Dataset entries:
BEGIN

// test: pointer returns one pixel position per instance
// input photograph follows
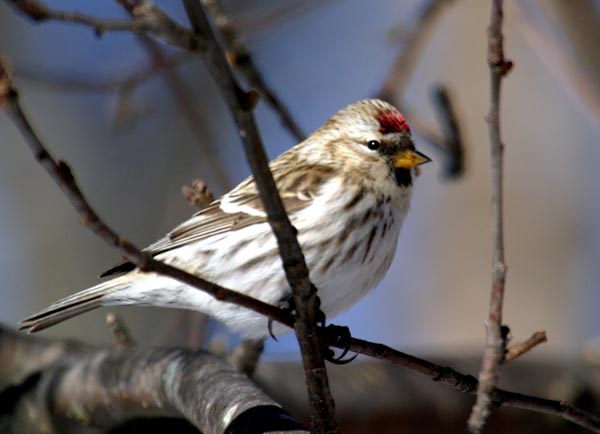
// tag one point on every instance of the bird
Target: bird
(346, 189)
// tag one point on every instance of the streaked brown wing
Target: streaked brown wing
(297, 188)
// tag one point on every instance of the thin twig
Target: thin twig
(413, 43)
(119, 331)
(521, 348)
(450, 143)
(495, 343)
(241, 105)
(148, 19)
(182, 96)
(239, 57)
(469, 385)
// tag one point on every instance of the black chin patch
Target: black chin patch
(403, 177)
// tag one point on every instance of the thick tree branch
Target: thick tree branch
(119, 386)
(241, 105)
(495, 342)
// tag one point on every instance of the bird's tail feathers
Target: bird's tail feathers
(71, 306)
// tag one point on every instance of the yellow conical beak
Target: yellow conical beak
(409, 159)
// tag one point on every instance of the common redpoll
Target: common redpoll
(346, 190)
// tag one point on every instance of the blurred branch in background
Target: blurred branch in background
(414, 40)
(149, 19)
(565, 37)
(240, 58)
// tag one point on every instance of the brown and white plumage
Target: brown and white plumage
(346, 190)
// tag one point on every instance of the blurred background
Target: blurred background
(133, 149)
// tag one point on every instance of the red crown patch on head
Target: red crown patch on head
(392, 122)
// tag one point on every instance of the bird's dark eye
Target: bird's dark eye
(373, 145)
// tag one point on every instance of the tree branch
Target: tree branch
(495, 341)
(241, 105)
(239, 57)
(517, 350)
(148, 19)
(450, 143)
(61, 173)
(143, 382)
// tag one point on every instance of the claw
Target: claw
(270, 327)
(287, 304)
(338, 335)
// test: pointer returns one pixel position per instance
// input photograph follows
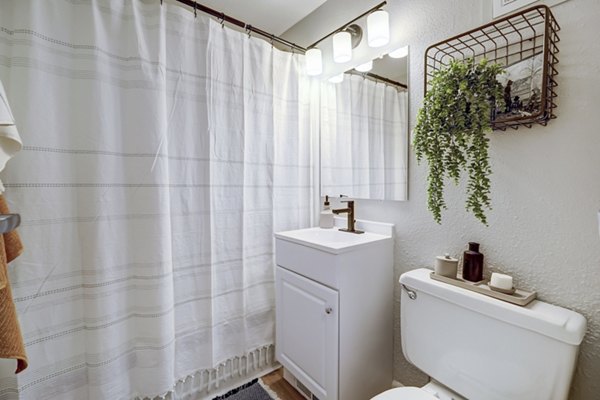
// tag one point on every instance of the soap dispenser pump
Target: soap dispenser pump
(326, 218)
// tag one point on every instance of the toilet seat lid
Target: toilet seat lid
(405, 393)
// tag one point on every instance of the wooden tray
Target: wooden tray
(520, 297)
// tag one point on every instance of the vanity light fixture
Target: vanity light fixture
(378, 28)
(349, 36)
(366, 67)
(399, 53)
(342, 47)
(314, 62)
(337, 78)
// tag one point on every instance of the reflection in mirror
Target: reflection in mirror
(364, 133)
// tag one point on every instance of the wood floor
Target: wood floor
(284, 390)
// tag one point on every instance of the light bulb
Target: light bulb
(399, 53)
(342, 47)
(366, 67)
(378, 28)
(337, 78)
(314, 62)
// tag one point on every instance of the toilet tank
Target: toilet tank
(484, 348)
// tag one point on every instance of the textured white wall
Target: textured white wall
(546, 181)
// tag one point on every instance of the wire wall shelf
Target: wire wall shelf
(525, 44)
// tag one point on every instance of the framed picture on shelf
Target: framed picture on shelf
(501, 7)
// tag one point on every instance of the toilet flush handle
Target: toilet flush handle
(411, 293)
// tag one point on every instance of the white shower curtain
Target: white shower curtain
(364, 138)
(161, 151)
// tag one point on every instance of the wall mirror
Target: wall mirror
(364, 132)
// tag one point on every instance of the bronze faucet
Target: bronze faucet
(351, 220)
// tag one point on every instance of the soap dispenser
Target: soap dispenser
(326, 219)
(473, 263)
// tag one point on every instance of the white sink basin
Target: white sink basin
(330, 240)
(332, 257)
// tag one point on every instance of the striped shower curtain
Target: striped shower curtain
(161, 152)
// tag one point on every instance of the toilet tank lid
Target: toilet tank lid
(556, 322)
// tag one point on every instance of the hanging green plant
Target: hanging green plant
(451, 132)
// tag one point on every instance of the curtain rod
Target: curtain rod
(378, 78)
(226, 18)
(377, 7)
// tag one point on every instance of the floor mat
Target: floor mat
(253, 390)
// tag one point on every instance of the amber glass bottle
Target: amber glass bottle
(473, 263)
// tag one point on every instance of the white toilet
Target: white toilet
(479, 348)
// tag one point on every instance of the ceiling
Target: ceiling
(273, 16)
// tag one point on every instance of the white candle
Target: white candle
(501, 281)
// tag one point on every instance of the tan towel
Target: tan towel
(11, 341)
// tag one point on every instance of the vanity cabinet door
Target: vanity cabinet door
(307, 332)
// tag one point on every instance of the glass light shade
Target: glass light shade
(342, 47)
(399, 53)
(314, 62)
(366, 67)
(378, 28)
(337, 78)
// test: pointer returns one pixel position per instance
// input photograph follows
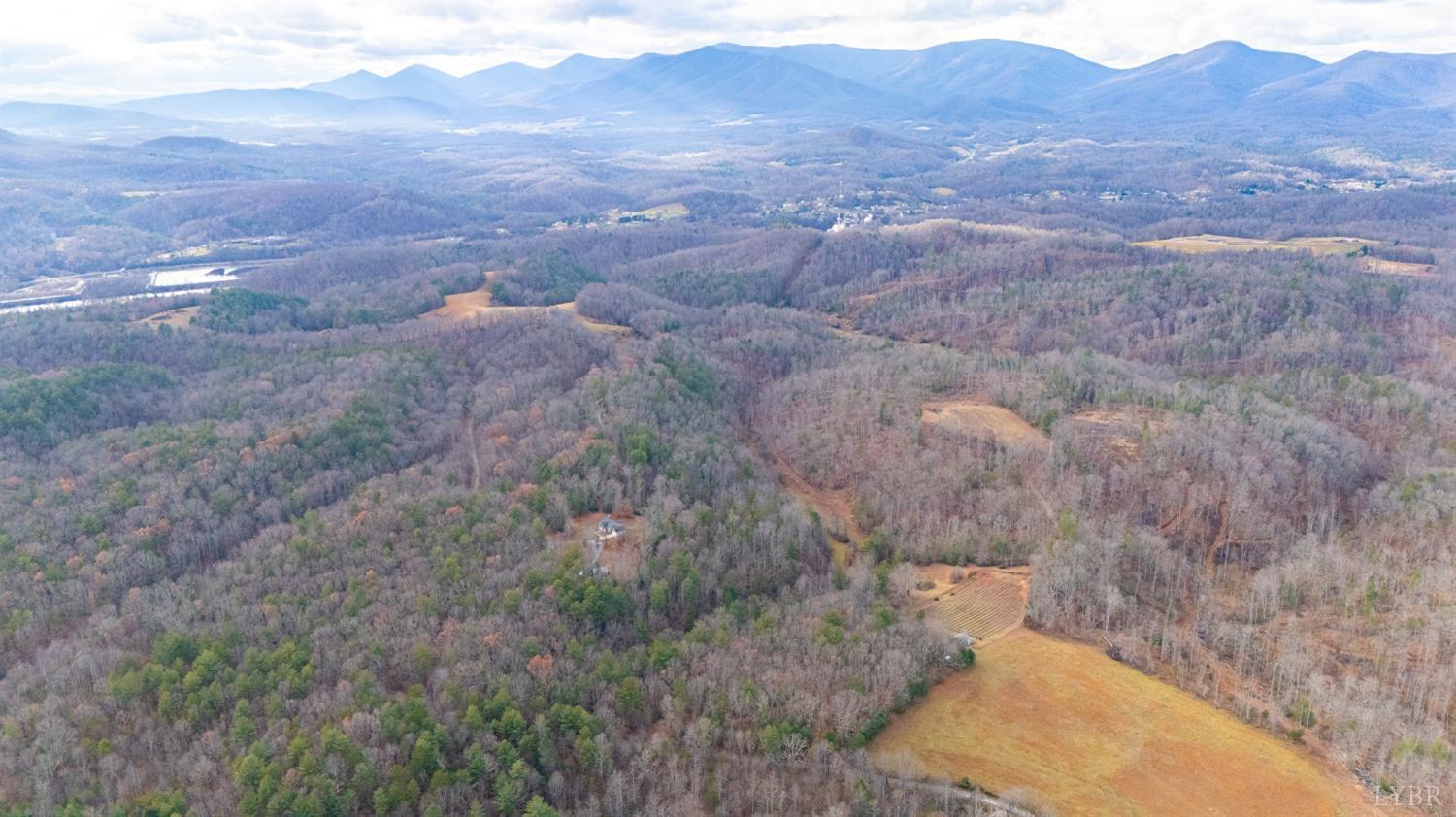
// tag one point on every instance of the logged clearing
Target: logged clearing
(986, 604)
(976, 418)
(1318, 245)
(1066, 729)
(835, 510)
(477, 305)
(177, 317)
(1115, 433)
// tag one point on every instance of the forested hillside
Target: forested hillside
(314, 537)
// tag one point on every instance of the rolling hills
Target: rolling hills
(1226, 86)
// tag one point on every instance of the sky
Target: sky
(113, 49)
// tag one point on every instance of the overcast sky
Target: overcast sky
(110, 49)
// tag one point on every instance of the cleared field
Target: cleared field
(175, 317)
(976, 418)
(986, 604)
(1208, 242)
(1115, 433)
(1063, 727)
(622, 557)
(835, 510)
(1318, 245)
(477, 305)
(1406, 268)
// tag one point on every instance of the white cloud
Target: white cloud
(108, 49)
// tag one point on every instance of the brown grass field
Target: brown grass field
(175, 317)
(975, 418)
(1318, 245)
(835, 510)
(1115, 433)
(477, 306)
(1065, 729)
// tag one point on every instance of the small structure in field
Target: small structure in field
(608, 531)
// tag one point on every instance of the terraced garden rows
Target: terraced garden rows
(984, 606)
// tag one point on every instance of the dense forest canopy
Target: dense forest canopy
(317, 540)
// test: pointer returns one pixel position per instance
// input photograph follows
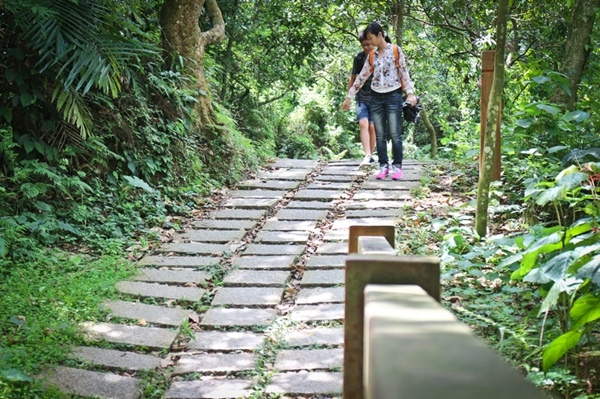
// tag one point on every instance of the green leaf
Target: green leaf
(585, 310)
(591, 270)
(14, 375)
(549, 109)
(557, 348)
(26, 99)
(3, 248)
(524, 123)
(577, 116)
(552, 194)
(139, 183)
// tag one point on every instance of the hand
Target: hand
(346, 104)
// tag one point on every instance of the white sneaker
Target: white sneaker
(367, 161)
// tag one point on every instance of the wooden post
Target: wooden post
(487, 78)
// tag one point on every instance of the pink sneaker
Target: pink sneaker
(383, 172)
(396, 173)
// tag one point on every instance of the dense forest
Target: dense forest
(120, 118)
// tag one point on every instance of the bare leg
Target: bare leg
(366, 129)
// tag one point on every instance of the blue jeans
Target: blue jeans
(363, 112)
(386, 110)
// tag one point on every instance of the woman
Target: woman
(387, 86)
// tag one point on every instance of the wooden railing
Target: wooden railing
(400, 343)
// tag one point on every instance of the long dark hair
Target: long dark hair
(375, 29)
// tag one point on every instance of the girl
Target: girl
(386, 97)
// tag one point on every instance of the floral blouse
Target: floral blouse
(385, 73)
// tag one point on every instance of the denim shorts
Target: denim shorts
(363, 112)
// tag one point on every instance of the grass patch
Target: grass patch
(43, 301)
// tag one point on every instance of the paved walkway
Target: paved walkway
(247, 301)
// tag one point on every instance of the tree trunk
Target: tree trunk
(431, 130)
(182, 36)
(487, 163)
(577, 49)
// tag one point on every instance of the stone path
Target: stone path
(249, 300)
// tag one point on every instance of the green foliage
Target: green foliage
(43, 301)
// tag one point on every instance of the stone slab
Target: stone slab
(239, 277)
(360, 205)
(282, 237)
(269, 184)
(295, 163)
(179, 261)
(214, 363)
(326, 261)
(251, 296)
(306, 194)
(385, 185)
(160, 290)
(224, 224)
(284, 262)
(329, 185)
(149, 313)
(150, 337)
(326, 312)
(301, 214)
(315, 336)
(232, 213)
(268, 249)
(242, 203)
(332, 248)
(116, 359)
(225, 341)
(194, 248)
(340, 235)
(289, 225)
(382, 195)
(341, 170)
(210, 389)
(339, 178)
(312, 296)
(224, 317)
(315, 359)
(375, 213)
(93, 383)
(309, 205)
(278, 194)
(285, 174)
(305, 383)
(212, 236)
(323, 277)
(172, 276)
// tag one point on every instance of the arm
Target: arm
(405, 78)
(356, 84)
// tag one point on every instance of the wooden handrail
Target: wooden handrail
(399, 342)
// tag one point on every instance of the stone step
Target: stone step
(160, 290)
(150, 337)
(153, 314)
(169, 276)
(94, 383)
(117, 359)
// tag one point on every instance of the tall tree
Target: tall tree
(487, 164)
(183, 36)
(577, 49)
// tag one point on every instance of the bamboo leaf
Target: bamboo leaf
(585, 310)
(557, 348)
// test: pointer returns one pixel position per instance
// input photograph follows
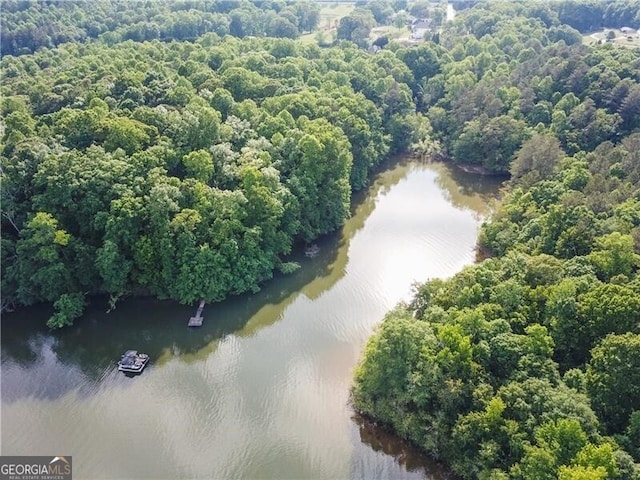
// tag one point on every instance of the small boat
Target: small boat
(312, 250)
(132, 361)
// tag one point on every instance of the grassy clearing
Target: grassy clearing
(330, 15)
(620, 39)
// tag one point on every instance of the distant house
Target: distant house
(419, 27)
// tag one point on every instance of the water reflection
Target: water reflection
(404, 453)
(261, 389)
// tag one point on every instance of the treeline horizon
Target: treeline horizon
(527, 365)
(187, 170)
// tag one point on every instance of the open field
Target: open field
(330, 15)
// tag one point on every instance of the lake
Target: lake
(261, 390)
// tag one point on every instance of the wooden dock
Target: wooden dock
(197, 320)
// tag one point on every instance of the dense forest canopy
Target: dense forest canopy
(181, 149)
(527, 365)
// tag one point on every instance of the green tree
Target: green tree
(613, 380)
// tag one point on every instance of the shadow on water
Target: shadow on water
(88, 351)
(159, 328)
(91, 347)
(403, 452)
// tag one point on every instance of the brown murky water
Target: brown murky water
(262, 389)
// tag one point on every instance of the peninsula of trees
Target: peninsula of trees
(180, 149)
(527, 365)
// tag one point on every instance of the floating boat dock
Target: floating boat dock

END

WHAT IS BEING ASKED —
In the entries above, the lines between the one holding "the grass patch" and the one holding "the stone slab", inclusive, are to be printed exactly as written, and those alone.

ANSWER SECTION —
// tag one point on every instance of the grass patch
Target: grass patch
(43, 301)
// tag one point on every instance of the paved walkway
Target: paved walkway
(247, 301)
// tag one point on every instance of the tree trunk
Target: tree trunk
(431, 130)
(182, 36)
(487, 163)
(577, 49)
// tag one point on every instance of the stone path
Target: stone path
(249, 300)
// tag one point on every instance of the green foliage
Target: green foliage
(43, 301)
// tag one point on every instance of the stone slab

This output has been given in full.